> [To do]:
1. In the post on topological bases, what union does the writer say U is equal to?
2. Continue the post on topological bases from where it stops.

> [Page text]:
I know that similar questions were already asked here, here and here. Unfortunately I wasn't able to understand the equivalence of definitions from any of answers (to any of the linked questions). I am new to topology and most of the answers to the linked questions felt very "hand wavy" and imprecise to me (even thought I might be missing something). Long story short, I’ve really been struggling to understand these answers, which is why I’m asking even though similar questions have been posted.
Definition - Let $\left(X, \tau \right)$ be a topological space. A collection of subsets $\mathcal{B} \subseteq \mathcal{T}$ is said to be a basis of $\mathcal{T}$ if it satisfies:
- For every $x\in X$ there exists $B\in \mathcal{B}$ such that $x\in B$.
- If for some $x\in X$ there exists sets $B_{1},B_{2} \in \mathcal{B} $ such that $x\in B_{i}$ ($i=1,2$) then there exists $B_{3} \in \mathcal{B}$ such that $x\in B_{3}$ and $B_{3} \subseteq \left(B_{1} \cap B_{2} \right)$.
I am trying to prove that
$\mathcal{B} \subseteq \mathcal{T}$ is a basis if and only if for every $U \in \mathcal{T}$ and for every $x\in U$ there exists $B\in \mathcal{B}$ such that $x\in B$ and $B \subseteq U$.
I got stuck trying to prove this implication $\Longrightarrow$.
Here is what I have tried:
Let $U \in \mathcal{T}$ and let $x\in U$, since $\mathcal{B}$ is a basis for $\mathcal{T}$ then by the first property there exists $B\in \mathcal{B}$ such that $x\in B$. $U$ satisfies $U = \bigcup_{u\in U} \left\{u \right\}$ and again by property $1$ for each $u \in U$ there is some $B_{u} \in \mathcal{B}$ such that $u\in B_{u}$, hence we get that $ U = \bigcup_{u\in U} \left\{u \right\} \subseteq \bigcup_{u\in U} B_{u}$. Since $x\in B , U$ we get that $x \in \left[ B \cap U \right] \subseteq \left[B \cap \left( \bigcup_{u\in U} B_{u} \right) \right] = \bigcup_{u\in U} \left( B \cap B_{u} \right)$. From here there exists $u\in U$ such that $x \in B \cap B_{u}$, by property $2$ there is some basis set $O \in \mathcal{B}$ such that $x\in O$ and $O \subseteq B \cap B_{u}$. This is where I get stuck (I don't know if $O$ has to be a subset of $U$ but I am not able prove it even if it is), every attempt I make to try and construct some basis set that contains $x$ and is contained in $U$ fails.

> [Records]:
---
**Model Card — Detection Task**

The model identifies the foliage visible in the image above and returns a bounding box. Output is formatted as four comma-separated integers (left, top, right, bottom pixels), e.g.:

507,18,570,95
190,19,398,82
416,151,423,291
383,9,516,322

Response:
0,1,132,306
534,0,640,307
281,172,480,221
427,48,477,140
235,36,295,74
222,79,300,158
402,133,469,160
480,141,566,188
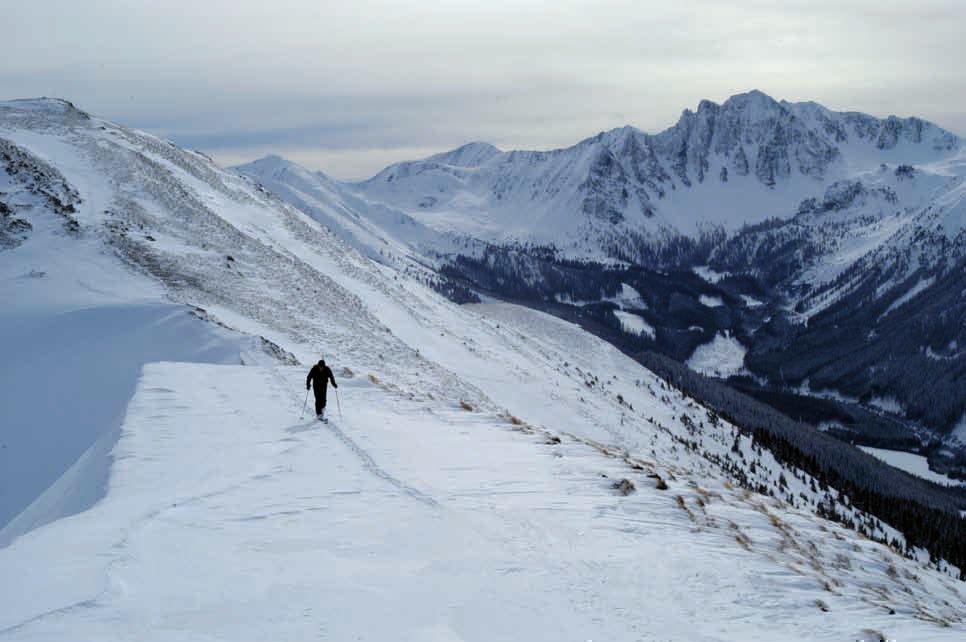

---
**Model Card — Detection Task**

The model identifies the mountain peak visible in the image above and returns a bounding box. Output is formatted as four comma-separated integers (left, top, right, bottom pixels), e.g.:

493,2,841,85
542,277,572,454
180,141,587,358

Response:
426,142,503,167
0,96,90,119
722,89,781,112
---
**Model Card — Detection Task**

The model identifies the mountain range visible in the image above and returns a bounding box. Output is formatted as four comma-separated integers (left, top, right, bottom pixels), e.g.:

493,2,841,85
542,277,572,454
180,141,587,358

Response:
237,91,966,476
0,94,966,641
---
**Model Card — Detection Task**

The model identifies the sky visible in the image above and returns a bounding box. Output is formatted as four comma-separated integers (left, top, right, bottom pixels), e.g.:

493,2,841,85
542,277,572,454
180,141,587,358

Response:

> [Final results]:
1. The union of the singletons {u} over all u in U.

2.
There is a repeating argument that I saw in many answers to similar questions (part of the linked questions as well) which I don't understand and was not mentioned during my lecture, that is;
arguing that $\mathcal{T}$ is the topology generated by $\mathcal{B}$ (which frankly I don't know the meaning of) and therefore there exists $\left\{ B_{i} \right\}_{i\in I} \subseteq \mathcal{B}$ such that $U = \bigcup_{i\in I} B_{i}$. I have even tried proving that this condition if equivalent to the definition of a basis as mentioned above, but I wasn't able to show that. Is there a way to prove this equivalence using only set theoretic manipulations (as well as the axioms)? (like was trying to do)
Thanks a lot!